* _Required work_: Retype the full passage about the cat's claw plant word for word.

* _Reading passage_:
■ ■ ■
The cat's claw belongs to the genus Uncaria, of which there are two species in South America: Uncaria tomentosa and Uncaria guianensis. The species differ significantly: In the shape of the flowers, leaves and seeds, in the size and colour of the flowers and in the content of their potentially effective ingredients.
Among the indigenous people of the Peruvian rainforest, the cat's claw has a centuries-old tradition as a medicinal plant against all kinds of health problems.
In Central Europe, the popularity of the cat's claw as a medicinal plant is only developing slowly. It is said that an Austrian expedition explored the Peruvian Andes about 50 years ago and brought the knowledge of the healing power of the cat's claw back to Europe.
The participants of the expedition accidentally came into contact with indigenous tribes in the eastern Andes who used the roots of a certain liana to treat rheumatic complaints and infections. 
'Cat's claw (Uncaria tomentosa) interacts with anticoagulants, antihypertensive drugs and ciclosporin.' (Pharmische-zeitung.de)
Since there isn't enough data available, use for children and adolescents under 18 years of age, pregnant women and breastfeeding women is not recommended. In addition to this, an increase in uric acid levels, mild cardiovascular complaints and skin rashes in patients with allergic diathesis have been reported.
■ ■ ■
[Collected data entries]
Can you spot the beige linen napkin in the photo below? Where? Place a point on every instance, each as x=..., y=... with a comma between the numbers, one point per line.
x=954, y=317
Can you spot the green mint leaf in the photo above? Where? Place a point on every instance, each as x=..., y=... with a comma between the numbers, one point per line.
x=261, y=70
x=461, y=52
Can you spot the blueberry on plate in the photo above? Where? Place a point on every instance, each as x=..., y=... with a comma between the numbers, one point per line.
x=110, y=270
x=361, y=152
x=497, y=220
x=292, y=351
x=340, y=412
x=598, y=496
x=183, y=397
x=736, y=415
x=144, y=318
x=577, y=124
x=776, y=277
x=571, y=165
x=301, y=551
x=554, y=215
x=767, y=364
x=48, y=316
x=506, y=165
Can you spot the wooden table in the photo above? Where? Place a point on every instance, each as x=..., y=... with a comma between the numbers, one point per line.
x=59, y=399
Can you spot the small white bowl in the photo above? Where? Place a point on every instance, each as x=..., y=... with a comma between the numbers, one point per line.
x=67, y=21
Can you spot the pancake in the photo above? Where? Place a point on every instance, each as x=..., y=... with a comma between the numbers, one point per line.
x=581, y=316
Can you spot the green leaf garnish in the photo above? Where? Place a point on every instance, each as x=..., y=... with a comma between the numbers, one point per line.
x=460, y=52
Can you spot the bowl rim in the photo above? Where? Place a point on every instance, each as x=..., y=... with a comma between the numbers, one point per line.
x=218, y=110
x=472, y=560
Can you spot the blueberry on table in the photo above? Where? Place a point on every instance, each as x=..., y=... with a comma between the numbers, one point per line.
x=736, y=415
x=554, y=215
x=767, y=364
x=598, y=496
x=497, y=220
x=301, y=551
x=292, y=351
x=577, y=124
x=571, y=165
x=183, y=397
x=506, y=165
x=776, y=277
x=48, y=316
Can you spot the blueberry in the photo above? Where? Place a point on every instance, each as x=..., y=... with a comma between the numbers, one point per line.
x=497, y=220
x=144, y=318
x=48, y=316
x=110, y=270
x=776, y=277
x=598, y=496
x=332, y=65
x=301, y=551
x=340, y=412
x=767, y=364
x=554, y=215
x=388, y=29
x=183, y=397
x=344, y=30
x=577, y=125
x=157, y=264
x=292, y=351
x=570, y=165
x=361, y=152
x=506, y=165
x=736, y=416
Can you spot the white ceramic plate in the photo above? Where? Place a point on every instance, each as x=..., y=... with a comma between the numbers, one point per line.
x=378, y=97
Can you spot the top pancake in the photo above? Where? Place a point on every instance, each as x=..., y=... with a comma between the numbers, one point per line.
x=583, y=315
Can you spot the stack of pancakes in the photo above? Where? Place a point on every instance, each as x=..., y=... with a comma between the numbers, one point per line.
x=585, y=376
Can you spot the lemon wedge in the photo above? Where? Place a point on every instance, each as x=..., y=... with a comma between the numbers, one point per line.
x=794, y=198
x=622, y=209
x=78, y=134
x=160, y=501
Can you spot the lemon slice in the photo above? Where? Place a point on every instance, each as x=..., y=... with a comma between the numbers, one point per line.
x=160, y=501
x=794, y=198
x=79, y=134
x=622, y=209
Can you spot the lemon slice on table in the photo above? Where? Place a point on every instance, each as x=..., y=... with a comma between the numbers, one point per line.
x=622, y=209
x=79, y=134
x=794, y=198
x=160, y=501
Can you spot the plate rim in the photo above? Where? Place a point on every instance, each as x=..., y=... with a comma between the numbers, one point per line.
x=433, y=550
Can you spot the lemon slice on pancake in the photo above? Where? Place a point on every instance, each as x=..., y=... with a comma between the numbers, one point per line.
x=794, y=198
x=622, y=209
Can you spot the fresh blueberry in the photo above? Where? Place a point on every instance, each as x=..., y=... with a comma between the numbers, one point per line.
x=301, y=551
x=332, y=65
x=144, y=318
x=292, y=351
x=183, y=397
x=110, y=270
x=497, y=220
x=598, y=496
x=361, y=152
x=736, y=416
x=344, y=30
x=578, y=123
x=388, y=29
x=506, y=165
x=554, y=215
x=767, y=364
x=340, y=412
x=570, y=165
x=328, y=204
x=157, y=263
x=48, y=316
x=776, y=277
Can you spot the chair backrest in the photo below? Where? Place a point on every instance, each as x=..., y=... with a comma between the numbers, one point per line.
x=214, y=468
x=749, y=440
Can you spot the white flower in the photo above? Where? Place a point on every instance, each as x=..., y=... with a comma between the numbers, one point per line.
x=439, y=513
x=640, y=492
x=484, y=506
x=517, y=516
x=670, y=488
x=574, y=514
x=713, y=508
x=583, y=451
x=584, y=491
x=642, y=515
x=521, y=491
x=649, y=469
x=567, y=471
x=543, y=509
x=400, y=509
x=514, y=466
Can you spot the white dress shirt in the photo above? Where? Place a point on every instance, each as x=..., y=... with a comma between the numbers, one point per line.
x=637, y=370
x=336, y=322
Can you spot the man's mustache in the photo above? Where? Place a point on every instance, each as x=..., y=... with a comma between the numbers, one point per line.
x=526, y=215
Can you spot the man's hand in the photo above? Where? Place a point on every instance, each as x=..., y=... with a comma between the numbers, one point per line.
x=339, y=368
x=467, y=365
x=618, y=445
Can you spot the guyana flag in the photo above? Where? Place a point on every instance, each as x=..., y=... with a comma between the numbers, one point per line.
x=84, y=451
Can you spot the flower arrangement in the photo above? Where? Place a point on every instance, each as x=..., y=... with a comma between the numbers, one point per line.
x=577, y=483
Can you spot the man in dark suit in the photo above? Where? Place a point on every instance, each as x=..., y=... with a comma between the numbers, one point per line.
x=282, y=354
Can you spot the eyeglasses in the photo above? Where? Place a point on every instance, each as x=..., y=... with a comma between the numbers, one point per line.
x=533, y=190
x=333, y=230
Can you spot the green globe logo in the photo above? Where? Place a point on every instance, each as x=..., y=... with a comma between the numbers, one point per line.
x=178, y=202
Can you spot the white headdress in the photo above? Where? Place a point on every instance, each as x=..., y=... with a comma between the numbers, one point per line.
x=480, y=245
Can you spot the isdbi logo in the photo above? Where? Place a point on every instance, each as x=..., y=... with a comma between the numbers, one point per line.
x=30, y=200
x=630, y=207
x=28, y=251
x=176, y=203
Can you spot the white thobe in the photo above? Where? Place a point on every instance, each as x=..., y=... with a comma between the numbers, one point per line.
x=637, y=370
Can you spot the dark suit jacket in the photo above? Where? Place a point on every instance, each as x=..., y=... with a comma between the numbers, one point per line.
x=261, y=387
■ ■ ■
* _Expected answer_:
The cat's claw belongs to the genus Uncaria, of which there are two species in South America: Uncaria tomentosa and Uncaria guianensis. The species differ significantly: In the shape of the flowers, leaves and seeds, in the size and colour of the flowers and in the content of their potentially effective ingredients.
Among the indigenous people of the Peruvian rainforest, the cat's claw has a centuries-old tradition as a medicinal plant against all kinds of health problems.
In Central Europe, the popularity of the cat's claw as a medicinal plant is only developing slowly. It is said that an Austrian expedition explored the Peruvian Andes about 50 years ago and brought the knowledge of the healing power of the cat's claw back to Europe.
The participants of the expedition accidentally came into contact with indigenous tribes in the eastern Andes who used the roots of a certain liana to treat rheumatic complaints and infections. 
'Cat's claw (Uncaria tomentosa) interacts with anticoagulants, antihypertensive drugs and ciclosporin.' (Pharmische-zeitung.de)
Since there isn't enough data available, use for children and adolescents under 18 years of age, pregnant women and breastfeeding women is not recommended. In addition to this, an increase in uric acid levels, mild cardiovascular complaints and skin rashes in patients with allergic diathesis have been reported.